Direction: Turn all the lines of the items below into a Markdown table with two columns, Number and Text, where each row holds one line and its row number. Leave out any blank lines.

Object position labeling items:
-- -- --
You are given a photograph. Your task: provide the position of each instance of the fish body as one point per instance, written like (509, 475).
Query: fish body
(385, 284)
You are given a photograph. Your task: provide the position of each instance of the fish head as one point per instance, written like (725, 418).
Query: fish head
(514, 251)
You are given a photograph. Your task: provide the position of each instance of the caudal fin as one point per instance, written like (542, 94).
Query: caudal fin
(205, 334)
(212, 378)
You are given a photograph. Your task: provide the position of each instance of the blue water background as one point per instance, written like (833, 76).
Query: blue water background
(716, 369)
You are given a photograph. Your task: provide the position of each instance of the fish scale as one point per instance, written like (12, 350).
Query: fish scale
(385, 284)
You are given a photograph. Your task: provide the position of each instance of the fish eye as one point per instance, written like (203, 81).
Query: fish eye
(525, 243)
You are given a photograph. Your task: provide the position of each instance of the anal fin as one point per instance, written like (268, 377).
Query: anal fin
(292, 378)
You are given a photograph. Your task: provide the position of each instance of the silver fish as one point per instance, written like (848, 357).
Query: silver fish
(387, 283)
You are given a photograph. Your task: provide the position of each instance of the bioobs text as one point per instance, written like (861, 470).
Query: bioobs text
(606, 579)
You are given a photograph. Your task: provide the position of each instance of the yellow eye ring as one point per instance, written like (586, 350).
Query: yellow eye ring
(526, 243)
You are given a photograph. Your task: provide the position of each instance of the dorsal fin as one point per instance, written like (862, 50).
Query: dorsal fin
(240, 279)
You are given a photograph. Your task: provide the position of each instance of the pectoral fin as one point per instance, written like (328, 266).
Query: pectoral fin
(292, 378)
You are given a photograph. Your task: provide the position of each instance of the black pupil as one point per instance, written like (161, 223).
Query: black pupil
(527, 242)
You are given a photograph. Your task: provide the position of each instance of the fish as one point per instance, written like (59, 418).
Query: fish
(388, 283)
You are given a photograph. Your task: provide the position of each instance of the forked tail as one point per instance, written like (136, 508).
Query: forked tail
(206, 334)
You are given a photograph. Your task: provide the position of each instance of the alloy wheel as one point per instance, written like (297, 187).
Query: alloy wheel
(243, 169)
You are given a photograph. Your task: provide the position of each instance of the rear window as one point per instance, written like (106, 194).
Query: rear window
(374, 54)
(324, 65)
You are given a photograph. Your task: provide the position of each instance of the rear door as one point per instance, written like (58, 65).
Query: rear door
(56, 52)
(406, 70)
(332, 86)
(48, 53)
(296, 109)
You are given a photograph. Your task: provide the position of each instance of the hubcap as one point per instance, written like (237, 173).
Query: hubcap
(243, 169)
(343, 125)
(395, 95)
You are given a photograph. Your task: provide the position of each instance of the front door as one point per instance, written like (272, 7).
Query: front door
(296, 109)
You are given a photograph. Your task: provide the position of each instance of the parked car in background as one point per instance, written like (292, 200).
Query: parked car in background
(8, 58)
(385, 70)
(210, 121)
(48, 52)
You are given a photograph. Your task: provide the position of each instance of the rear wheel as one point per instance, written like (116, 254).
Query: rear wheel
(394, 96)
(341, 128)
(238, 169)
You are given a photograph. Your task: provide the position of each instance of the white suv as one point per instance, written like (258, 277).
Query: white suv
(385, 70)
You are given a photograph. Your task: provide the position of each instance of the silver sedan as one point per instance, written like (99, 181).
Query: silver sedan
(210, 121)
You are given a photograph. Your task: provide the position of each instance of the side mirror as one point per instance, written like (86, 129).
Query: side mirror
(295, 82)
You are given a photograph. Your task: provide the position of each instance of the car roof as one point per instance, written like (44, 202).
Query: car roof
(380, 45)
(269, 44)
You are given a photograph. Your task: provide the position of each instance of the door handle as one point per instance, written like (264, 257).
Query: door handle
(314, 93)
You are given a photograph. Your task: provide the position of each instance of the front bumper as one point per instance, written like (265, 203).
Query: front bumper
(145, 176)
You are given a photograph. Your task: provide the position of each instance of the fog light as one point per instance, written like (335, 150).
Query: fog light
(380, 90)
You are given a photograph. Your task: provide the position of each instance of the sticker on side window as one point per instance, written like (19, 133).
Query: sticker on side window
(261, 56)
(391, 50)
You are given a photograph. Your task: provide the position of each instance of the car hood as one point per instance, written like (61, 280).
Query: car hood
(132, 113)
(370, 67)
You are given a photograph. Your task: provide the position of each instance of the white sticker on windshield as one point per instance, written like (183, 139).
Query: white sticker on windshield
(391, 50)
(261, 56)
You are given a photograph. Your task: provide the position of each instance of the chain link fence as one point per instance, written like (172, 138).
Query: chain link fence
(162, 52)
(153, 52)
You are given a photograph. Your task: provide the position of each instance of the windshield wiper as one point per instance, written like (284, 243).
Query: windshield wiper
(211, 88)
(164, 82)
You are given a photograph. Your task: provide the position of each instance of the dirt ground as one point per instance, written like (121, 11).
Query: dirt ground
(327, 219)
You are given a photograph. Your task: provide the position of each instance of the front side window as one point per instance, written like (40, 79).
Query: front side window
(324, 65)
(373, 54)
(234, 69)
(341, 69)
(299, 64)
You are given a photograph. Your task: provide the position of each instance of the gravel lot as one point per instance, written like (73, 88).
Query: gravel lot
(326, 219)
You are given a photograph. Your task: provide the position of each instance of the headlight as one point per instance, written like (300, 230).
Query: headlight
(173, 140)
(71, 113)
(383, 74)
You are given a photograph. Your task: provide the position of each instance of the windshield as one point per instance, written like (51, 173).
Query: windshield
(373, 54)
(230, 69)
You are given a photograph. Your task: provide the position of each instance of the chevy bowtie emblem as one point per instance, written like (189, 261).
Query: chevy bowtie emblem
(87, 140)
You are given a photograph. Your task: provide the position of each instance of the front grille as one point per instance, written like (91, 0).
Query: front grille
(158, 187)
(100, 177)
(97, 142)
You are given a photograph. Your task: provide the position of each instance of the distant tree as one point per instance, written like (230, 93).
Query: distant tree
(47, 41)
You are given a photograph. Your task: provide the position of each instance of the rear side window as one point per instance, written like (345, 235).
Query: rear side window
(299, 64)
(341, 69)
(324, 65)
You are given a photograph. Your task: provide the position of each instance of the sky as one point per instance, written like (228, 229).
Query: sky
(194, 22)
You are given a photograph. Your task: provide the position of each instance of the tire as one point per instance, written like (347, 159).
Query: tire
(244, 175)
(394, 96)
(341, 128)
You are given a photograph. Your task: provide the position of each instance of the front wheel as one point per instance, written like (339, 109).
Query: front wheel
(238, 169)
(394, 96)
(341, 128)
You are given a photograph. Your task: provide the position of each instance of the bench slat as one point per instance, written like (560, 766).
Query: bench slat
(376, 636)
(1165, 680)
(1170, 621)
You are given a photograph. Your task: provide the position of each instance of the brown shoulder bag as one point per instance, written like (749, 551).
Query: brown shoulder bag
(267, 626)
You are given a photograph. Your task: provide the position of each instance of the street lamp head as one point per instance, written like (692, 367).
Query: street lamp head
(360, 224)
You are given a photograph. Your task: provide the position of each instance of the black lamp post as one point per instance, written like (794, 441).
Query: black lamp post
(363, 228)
-- -- --
Expected answer:
| Number | Text |
|---|---|
| 1 | You are given a photograph. Your task: provide the position of each instance of the fish body as one point per instance, written like (509, 475). |
| 2 | Query: fish body |
| 3 | (385, 284) |
| 4 | You are given a photograph. Your task: provide the position of each instance of the fish head as one point per instance, written like (725, 418). |
| 5 | Query: fish head |
| 6 | (514, 251) |
| 7 | You are given a photograph. Your task: provide the position of each instance of the caudal fin as one point per instance, written like (542, 94). |
| 8 | Query: caudal fin |
| 9 | (205, 334) |
| 10 | (212, 378) |
| 11 | You are given a photograph. Your task: provide the position of each instance of the blue water background as one point per instance, written like (833, 76). |
| 12 | Query: blue water background |
| 13 | (716, 369) |
| 14 | You are given a photograph. Your task: provide the position of each instance of the fish scale as one point per instance, written like (12, 350). |
| 15 | Query: fish scale |
| 16 | (385, 284) |
| 17 | You are given a photograph. Your task: provide the position of each instance of the fish eye as one point per instance, written like (203, 81). |
| 18 | Query: fish eye |
| 19 | (525, 243) |
| 20 | You are given a photograph. Your task: provide the position of each instance of the anal fin as one point per instance, written like (268, 377). |
| 21 | Query: anal fin |
| 22 | (292, 378) |
| 23 | You are given a photograph. Your task: provide the position of each instance of the silver fish as one point per instance, written like (848, 357). |
| 24 | Query: silver fish |
| 25 | (387, 283) |
| 26 | You are given a photograph. Your task: provide the position of each instance of the bioobs text as one point per instance, written like (861, 470). |
| 27 | Query: bioobs text |
| 28 | (606, 579) |
| 29 | You are given a photograph. Your task: provide the position of each instance of the yellow eye ring as one point per instance, written like (586, 350). |
| 30 | Query: yellow eye ring |
| 31 | (526, 243) |
| 32 | You are given a photograph. Your task: provide the position of each instance of the dorsal fin as one point per instance, written like (862, 50). |
| 33 | Query: dorsal fin |
| 34 | (240, 279) |
| 35 | You are given a photograph. Your task: provide the position of each instance of the pectoral fin as one point per instance, written like (328, 266). |
| 36 | Query: pectoral fin |
| 37 | (292, 378) |
| 38 | You are given a photograph. Your task: provide the position of each instance of the black pupil as one point per instance, written like (161, 223). |
| 39 | Query: black pupil |
| 40 | (527, 242) |
| 41 | You are given a photograph. Your task: provide the position of each instance of the fish as one point per instance, written like (59, 418). |
| 42 | Query: fish |
| 43 | (388, 283) |
| 44 | You are given a photograph. Your task: provide the position of each instance of the forked tail as one point per instance, written like (136, 508). |
| 45 | Query: forked tail |
| 46 | (206, 334) |
| 47 | You are given a photograph. Your task: provide the position of each instance of the alloy wheel as one point per instance, written like (297, 187). |
| 48 | Query: alloy wheel |
| 49 | (243, 169) |
| 50 | You are given a photograph. Your task: provide the position of each instance of the rear window as one point per instance, written like (106, 194). |
| 51 | Query: rear window |
| 52 | (374, 54) |
| 53 | (324, 65) |
| 54 | You are given a photograph. Your task: provide the position of each instance of the rear door as one point per instance, written like (58, 65). |
| 55 | Query: rear door |
| 56 | (56, 52) |
| 57 | (406, 70) |
| 58 | (332, 86) |
| 59 | (48, 53) |
| 60 | (296, 109) |
| 61 | You are given a photograph. Your task: provide the position of each instance of the hubcap as one point per instance, written like (237, 173). |
| 62 | Query: hubcap |
| 63 | (243, 169) |
| 64 | (343, 125) |
| 65 | (395, 95) |
| 66 | You are given a photograph. Your task: provide the position of each instance of the front door as one point per instance, written like (272, 7). |
| 67 | Query: front door |
| 68 | (296, 109) |
| 69 | You are given a photograph. Your task: provide the position of each instance of the parked car in background as one point per instance, written like (292, 200). |
| 70 | Query: parked car in background |
| 71 | (8, 58) |
| 72 | (385, 70) |
| 73 | (210, 121) |
| 74 | (48, 52) |
| 75 | You are given a photograph. Your task: provide the position of each instance of the rear wheel as one point per instance, written like (116, 254). |
| 76 | Query: rear wheel |
| 77 | (394, 96) |
| 78 | (341, 128) |
| 79 | (238, 169) |
| 80 | You are given a photograph. Your task: provide the position of each instance of the white suv as one point per instance, written like (258, 277). |
| 81 | Query: white suv |
| 82 | (385, 70) |
| 83 | You are given a photograph. Your task: provide the position of each instance of the silver sedan as one point per instance, written like (99, 181). |
| 84 | Query: silver sedan |
| 85 | (210, 121) |
| 86 | You are given a photograph. Your task: provide the position of each instance of the side mirror as one point per instance, written like (86, 129). |
| 87 | Query: side mirror |
| 88 | (295, 82) |
| 89 | You are given a photograph. Your task: provide the position of each instance of the car roof as one point per instance, written like (44, 202). |
| 90 | Query: car roof |
| 91 | (380, 45) |
| 92 | (269, 44) |
| 93 | You are given a photograph. Your task: provide the position of each instance of the door handle as one point per instance, written like (264, 257). |
| 94 | Query: door handle |
| 95 | (314, 93) |
| 96 | You are given a photograph. Your task: provide the position of each instance of the front bumper as one point per instance, written like (265, 203). |
| 97 | Query: front bumper |
| 98 | (145, 176) |
| 99 | You are given a photograph. Your task: provide the position of each instance of the fog light as one point per instance, written like (335, 150). |
| 100 | Query: fog light |
| 101 | (380, 90) |
| 102 | You are given a photograph. Your task: provide the position of each instance of the sticker on side window as one point per instance, written like (19, 133). |
| 103 | Query: sticker on side window |
| 104 | (261, 56) |
| 105 | (391, 50) |
| 106 | You are given a photograph. Your task: provide the position of each instance of the car hood as one point per instance, written like (61, 280). |
| 107 | Query: car hood |
| 108 | (132, 113) |
| 109 | (370, 67) |
| 110 | You are given a photograph. Your task: provide the position of each instance of the white sticker on windshield as one point per instance, written like (183, 139). |
| 111 | Query: white sticker on windshield |
| 112 | (391, 50) |
| 113 | (261, 56) |
| 114 | You are given a photograph. Your task: provide the position of each instance of the chain link fence as one point per instance, written like (172, 138). |
| 115 | Query: chain link fence |
| 116 | (162, 52) |
| 117 | (153, 52) |
| 118 | You are given a photograph. Your task: provide the position of each instance of the windshield wiper as one point per instance, written like (284, 243). |
| 119 | Query: windshield wiper |
| 120 | (211, 88) |
| 121 | (164, 82) |
| 122 | You are given a photograph. Your task: provide the position of each instance of the dirt ground as one point per instance, written like (121, 11). |
| 123 | Query: dirt ground |
| 124 | (327, 219) |
| 125 | You are given a photograph. Your task: provide the position of each instance of the front side window as one point per instance, written like (40, 79). |
| 126 | Query: front side window |
| 127 | (324, 65) |
| 128 | (373, 54) |
| 129 | (234, 69) |
| 130 | (341, 69) |
| 131 | (299, 64) |
| 132 | You are given a photograph. Your task: provide the position of each instance of the gravel lot as one point per instance, written like (73, 88). |
| 133 | Query: gravel lot |
| 134 | (326, 219) |
| 135 | You are given a photograph. Your task: provide the position of each instance of the headlight as one point per instance, written like (300, 230). |
| 136 | Query: headlight |
| 137 | (173, 140) |
| 138 | (71, 113) |
| 139 | (383, 74) |
| 140 | You are given a photograph. Your task: provide the position of each instance of the windshield as one point per instance, written like (51, 173). |
| 141 | Query: windshield |
| 142 | (373, 54) |
| 143 | (230, 69) |
| 144 | You are given a photograph. Your task: provide the position of each instance of the chevy bowtie emblem as one point per instance, written like (189, 261). |
| 145 | Query: chevy bowtie emblem |
| 146 | (87, 140) |
| 147 | You are given a photograph. Your task: provide the position of each instance of the front grille as one point per instance, written like (91, 0). |
| 148 | Query: front grille |
| 149 | (158, 187) |
| 150 | (100, 177) |
| 151 | (97, 142) |
| 152 | You are given a photograph. Your task: provide the position of each instance of the distant tree as one point per instance, written like (230, 93). |
| 153 | Query: distant tree |
| 154 | (47, 41) |
| 155 | You are given a photograph. Your task: provide the position of each instance of the rear side window as one point per instance, written like (345, 235). |
| 156 | Query: rear side window |
| 157 | (299, 64) |
| 158 | (341, 69) |
| 159 | (324, 65) |
| 160 | You are given a photograph. Your task: provide the position of each instance of the sky as one point per instance, written like (228, 229). |
| 161 | Query: sky |
| 162 | (194, 22) |
| 163 | You are given a photograph. Your task: provide the position of each instance of the tire as one point per instance, written like (347, 159). |
| 164 | Query: tire |
| 165 | (244, 175) |
| 166 | (394, 96) |
| 167 | (341, 128) |
| 168 | You are given a photograph. Your task: provide the position of each instance of the front wheel as one point per instance, written like (339, 109). |
| 169 | Query: front wheel |
| 170 | (238, 169) |
| 171 | (394, 96) |
| 172 | (341, 128) |
| 173 | You are given a photograph. Your task: provide the position of each instance of the bench slat as one point per instance, written like (560, 766). |
| 174 | Query: bench slat |
| 175 | (376, 636) |
| 176 | (1165, 680) |
| 177 | (1170, 621) |
| 178 | You are given a photograph. Your task: provide the position of each instance of the brown shoulder bag as one point per instance, written like (749, 551). |
| 179 | Query: brown shoulder bag |
| 180 | (267, 626) |
| 181 | You are given a photograph. Your task: provide the position of each instance of the street lamp head as one point per instance, written like (692, 367). |
| 182 | Query: street lamp head |
| 183 | (360, 224) |
| 184 | You are given a photograph. Your task: provide the position of each instance of the black lamp post as one point per instance, written like (794, 441). |
| 185 | Query: black lamp post |
| 186 | (363, 228) |